Pasaje seleccionado:
+---+

Y sin embargo esto no está tan claro. Esta postura no es humana, porque basa ser feliz en la ausencia de vínculos, en no tener corazón. Tiene algo de verdad, claro: “Somos como el alpinista, aferrados a la búsqueda de las cosas como si fuera la soga que nos va a salvar. No nos animamos a soltar este pensamiento porque pensamos que sin posesiones lo que sigue es el cadalso, la muerte, la desaparición. Y entonces no hay ninguna posibilidad de dejar de sufrir, porque esta idea, la de soltar las cosas para recorrer el camino más liviano, es desconocida. Sabemos que lo conocido nos ocasiona sufrimiento pero no estamos dispuestos a renunciar a ello. Todo esto genera en nosotros una cierta contradicción. Porque nos es imposible dejar de desear y también es imposible poseer infinitamente y para siempre todo lo que deseo. No somos omnipotentes, ninguno de nosotros puede ni podrá jamás tener todo lo que desea”.

+---+

(Elementos de una fuente de datos)
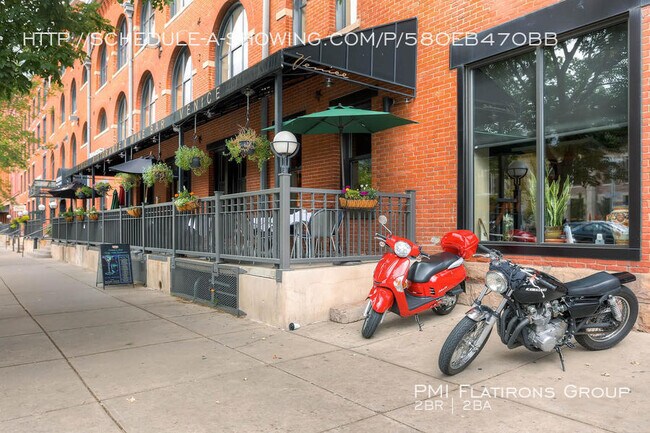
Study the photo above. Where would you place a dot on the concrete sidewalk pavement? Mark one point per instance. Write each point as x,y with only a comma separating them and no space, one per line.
74,358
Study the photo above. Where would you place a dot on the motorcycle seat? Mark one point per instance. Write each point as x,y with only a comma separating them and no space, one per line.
593,285
421,272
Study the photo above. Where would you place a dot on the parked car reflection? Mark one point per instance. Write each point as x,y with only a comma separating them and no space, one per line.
588,231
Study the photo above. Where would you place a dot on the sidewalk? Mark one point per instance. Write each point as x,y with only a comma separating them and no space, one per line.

+---+

Aplique lo leído:
a - ¿Con qué figura compara el pasaje a quienes se aferran a la búsqueda de las cosas?
b - Resuma el pasaje en dos oraciones.

Respuestas:
a - Con el alpinista.

b - El pasaje afirma que no es humana la postura que basa la felicidad en la ausencia de vínculos, aunque reconoce que tiene algo de verdad: nos aferramos a la búsqueda de las cosas como el alpinista a la soga, porque creemos que sin posesiones vienen la muerte y la desaparición. Sabemos que lo conocido nos hace sufrir, pero no renunciamos a ello, y eso crea una contradicción, porque no podemos dejar de desear ni poseer para siempre todo lo que deseamos.